:: Aim ::
State how many lines in the collected data below contain the string "bush", treating uppercase and lowercase as different. Give only the number.

[Start of Records]

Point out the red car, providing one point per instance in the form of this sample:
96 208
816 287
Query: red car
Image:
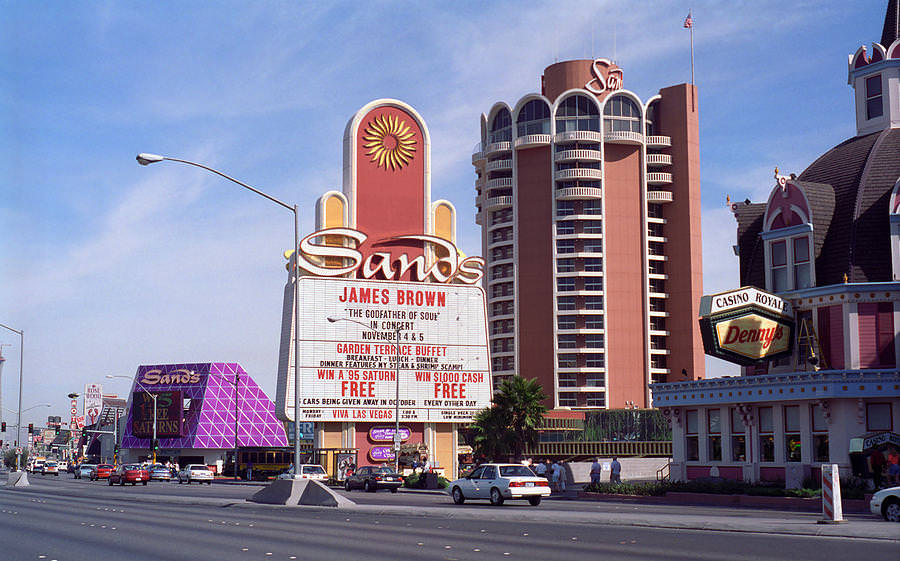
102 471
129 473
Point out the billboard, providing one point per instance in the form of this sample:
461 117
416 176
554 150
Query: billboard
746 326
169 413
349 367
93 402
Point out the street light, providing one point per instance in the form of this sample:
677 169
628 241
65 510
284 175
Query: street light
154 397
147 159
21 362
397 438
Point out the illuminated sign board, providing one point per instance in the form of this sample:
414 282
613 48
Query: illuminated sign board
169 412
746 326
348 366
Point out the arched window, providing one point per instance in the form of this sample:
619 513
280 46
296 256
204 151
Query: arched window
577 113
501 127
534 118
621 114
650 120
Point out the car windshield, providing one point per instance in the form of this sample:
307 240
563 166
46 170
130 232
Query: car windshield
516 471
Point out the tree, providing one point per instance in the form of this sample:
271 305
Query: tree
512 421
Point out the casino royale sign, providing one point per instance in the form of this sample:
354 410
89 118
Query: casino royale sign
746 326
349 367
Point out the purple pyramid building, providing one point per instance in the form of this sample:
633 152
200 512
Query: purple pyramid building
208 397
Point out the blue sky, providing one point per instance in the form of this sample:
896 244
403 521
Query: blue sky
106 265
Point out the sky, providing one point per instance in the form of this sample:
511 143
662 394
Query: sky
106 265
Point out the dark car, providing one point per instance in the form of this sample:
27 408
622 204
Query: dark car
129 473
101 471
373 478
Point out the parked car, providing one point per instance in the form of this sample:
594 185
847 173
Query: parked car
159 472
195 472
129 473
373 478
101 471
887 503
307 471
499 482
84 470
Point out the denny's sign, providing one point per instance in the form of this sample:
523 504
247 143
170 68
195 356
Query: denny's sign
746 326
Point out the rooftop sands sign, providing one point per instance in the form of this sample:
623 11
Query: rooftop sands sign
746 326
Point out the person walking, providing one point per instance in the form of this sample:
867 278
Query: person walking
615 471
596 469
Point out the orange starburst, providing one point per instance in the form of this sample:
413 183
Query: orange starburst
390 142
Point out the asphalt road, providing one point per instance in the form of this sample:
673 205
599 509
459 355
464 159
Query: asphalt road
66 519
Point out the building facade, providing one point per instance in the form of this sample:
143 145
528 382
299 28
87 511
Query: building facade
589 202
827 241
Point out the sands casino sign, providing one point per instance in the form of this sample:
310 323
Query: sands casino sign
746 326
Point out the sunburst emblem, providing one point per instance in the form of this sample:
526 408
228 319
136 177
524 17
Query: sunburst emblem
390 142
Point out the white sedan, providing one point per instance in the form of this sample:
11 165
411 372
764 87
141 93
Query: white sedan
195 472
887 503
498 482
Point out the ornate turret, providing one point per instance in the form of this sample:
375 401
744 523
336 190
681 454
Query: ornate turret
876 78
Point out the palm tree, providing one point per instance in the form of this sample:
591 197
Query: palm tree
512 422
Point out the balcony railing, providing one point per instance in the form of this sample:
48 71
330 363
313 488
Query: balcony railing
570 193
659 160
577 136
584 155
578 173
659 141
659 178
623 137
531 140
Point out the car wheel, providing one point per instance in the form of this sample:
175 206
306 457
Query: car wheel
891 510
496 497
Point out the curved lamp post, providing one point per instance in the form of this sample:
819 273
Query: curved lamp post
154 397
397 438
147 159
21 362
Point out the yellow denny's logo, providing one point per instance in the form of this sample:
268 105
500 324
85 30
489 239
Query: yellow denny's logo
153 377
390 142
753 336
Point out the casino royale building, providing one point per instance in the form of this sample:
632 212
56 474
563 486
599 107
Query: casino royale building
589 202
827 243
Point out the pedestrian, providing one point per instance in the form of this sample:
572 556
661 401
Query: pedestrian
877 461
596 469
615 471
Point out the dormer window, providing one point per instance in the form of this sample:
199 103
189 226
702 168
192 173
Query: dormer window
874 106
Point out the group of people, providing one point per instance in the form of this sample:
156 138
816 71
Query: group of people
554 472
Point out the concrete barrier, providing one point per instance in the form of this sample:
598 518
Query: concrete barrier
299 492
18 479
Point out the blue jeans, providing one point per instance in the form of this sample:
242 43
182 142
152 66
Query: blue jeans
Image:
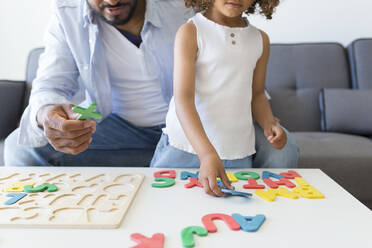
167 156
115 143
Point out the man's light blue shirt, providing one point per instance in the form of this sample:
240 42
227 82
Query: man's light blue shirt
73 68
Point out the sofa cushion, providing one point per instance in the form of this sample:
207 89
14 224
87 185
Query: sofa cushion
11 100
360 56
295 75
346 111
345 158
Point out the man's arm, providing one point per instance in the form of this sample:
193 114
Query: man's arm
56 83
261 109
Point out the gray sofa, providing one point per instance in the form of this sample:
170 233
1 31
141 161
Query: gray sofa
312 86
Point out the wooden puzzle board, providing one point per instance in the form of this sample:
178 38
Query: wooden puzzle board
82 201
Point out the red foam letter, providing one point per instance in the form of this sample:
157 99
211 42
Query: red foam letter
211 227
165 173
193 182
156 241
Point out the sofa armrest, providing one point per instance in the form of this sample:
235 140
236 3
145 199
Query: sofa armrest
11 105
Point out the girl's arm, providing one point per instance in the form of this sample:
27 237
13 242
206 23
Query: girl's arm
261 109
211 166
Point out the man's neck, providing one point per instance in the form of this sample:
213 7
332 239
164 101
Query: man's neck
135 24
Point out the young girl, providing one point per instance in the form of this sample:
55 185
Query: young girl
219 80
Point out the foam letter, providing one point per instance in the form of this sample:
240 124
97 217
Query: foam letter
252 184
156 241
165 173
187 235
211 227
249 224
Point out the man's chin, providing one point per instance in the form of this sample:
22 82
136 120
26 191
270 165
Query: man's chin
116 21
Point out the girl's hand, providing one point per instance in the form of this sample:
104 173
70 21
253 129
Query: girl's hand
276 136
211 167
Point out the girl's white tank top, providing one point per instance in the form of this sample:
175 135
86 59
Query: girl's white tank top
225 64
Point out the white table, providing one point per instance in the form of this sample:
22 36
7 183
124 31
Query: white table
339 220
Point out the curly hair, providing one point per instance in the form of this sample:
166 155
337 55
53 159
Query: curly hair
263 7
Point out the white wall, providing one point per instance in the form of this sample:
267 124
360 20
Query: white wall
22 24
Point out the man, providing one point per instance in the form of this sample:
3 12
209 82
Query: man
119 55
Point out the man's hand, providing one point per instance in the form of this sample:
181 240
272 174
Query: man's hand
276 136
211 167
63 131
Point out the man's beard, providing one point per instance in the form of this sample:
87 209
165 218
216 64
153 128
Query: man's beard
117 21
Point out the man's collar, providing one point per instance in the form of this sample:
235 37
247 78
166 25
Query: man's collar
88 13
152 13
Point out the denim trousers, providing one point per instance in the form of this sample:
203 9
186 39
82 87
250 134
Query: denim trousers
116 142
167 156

[End of Records]
[Start of Records]

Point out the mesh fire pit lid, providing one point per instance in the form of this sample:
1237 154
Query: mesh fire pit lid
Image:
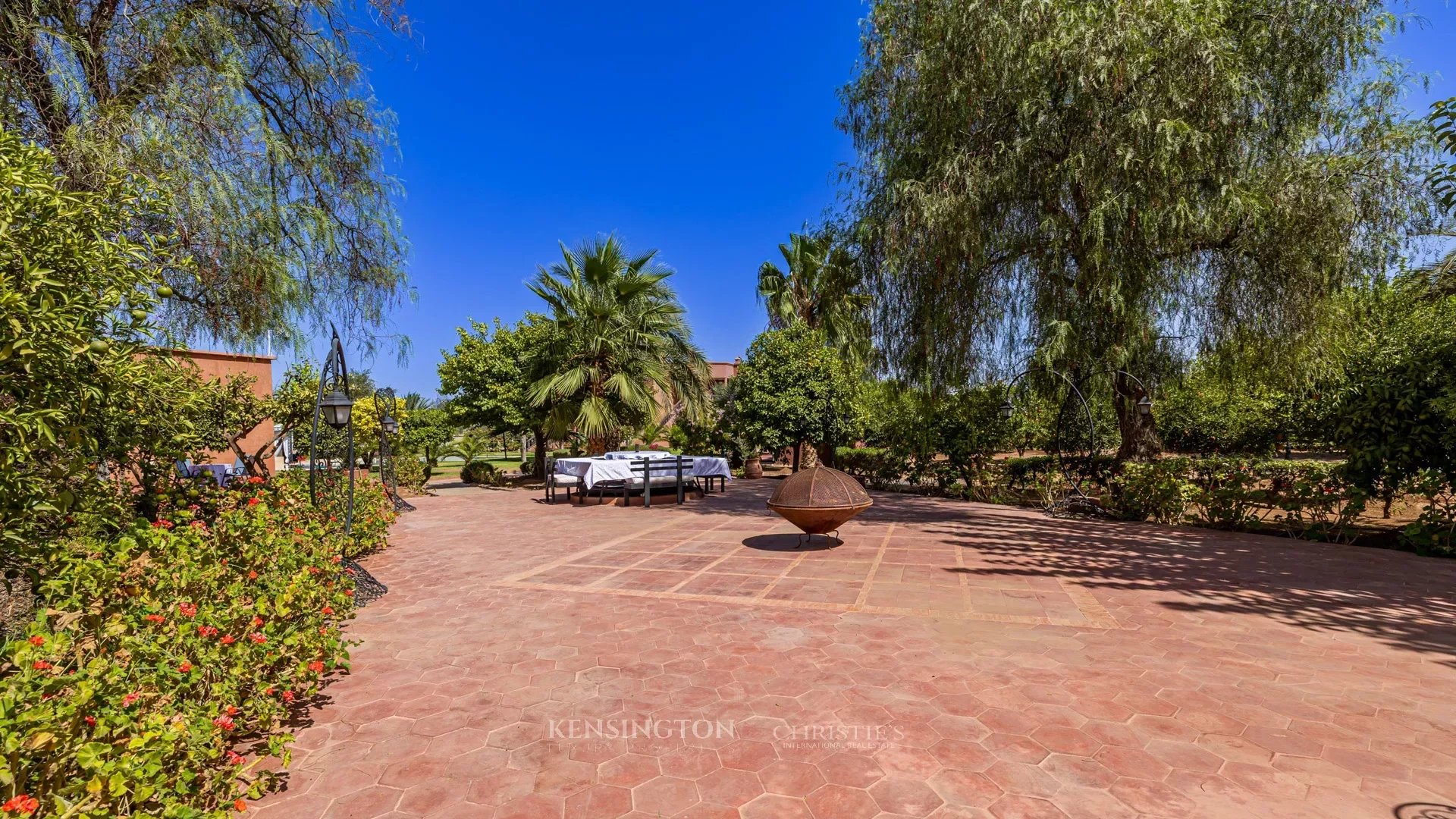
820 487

[End of Records]
[Start of Records]

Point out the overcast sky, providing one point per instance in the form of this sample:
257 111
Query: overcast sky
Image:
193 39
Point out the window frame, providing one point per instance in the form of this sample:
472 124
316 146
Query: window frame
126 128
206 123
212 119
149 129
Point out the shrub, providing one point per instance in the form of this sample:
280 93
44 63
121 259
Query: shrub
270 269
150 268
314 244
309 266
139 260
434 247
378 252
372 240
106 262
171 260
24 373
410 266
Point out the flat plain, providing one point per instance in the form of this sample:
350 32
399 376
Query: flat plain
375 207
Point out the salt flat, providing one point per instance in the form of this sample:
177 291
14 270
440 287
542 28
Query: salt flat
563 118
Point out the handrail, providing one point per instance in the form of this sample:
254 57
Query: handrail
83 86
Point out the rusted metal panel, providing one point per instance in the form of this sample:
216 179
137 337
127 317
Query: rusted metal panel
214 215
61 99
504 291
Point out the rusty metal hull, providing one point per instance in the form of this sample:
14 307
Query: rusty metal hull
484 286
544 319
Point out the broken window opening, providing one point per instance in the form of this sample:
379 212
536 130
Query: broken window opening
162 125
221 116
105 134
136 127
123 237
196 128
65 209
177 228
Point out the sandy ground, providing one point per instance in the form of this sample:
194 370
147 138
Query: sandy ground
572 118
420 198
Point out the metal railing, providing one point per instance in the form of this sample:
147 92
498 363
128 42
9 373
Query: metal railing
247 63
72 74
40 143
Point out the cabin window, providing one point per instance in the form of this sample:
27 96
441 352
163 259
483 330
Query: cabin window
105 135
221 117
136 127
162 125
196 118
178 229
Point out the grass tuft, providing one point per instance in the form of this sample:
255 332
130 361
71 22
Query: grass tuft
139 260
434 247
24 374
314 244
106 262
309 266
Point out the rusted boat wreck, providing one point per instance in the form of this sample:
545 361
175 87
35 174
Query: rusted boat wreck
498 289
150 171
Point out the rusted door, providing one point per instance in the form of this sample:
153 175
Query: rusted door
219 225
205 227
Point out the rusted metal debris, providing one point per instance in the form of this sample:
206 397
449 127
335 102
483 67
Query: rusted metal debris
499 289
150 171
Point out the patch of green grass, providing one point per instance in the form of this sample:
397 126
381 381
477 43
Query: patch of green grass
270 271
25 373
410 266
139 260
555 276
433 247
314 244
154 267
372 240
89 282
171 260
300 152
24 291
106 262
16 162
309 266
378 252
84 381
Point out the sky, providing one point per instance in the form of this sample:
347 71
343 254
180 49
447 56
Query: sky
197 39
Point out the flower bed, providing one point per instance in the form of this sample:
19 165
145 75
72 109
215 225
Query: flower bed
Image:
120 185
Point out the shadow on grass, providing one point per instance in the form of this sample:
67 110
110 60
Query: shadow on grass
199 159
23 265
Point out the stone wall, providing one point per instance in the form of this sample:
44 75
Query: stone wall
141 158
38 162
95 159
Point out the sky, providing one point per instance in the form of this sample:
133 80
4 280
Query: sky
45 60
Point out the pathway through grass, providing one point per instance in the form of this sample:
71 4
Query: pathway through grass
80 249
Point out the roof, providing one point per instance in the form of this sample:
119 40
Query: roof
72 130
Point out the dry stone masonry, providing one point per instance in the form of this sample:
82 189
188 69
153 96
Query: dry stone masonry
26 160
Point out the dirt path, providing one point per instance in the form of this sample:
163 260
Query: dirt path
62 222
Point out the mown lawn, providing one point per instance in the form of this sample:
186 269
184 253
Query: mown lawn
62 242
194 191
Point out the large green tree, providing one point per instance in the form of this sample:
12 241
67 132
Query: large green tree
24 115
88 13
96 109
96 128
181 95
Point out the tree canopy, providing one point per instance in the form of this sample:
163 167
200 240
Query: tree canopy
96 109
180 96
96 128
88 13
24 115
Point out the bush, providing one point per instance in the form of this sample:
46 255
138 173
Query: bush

[End of Records]

:: Problem solution ::
2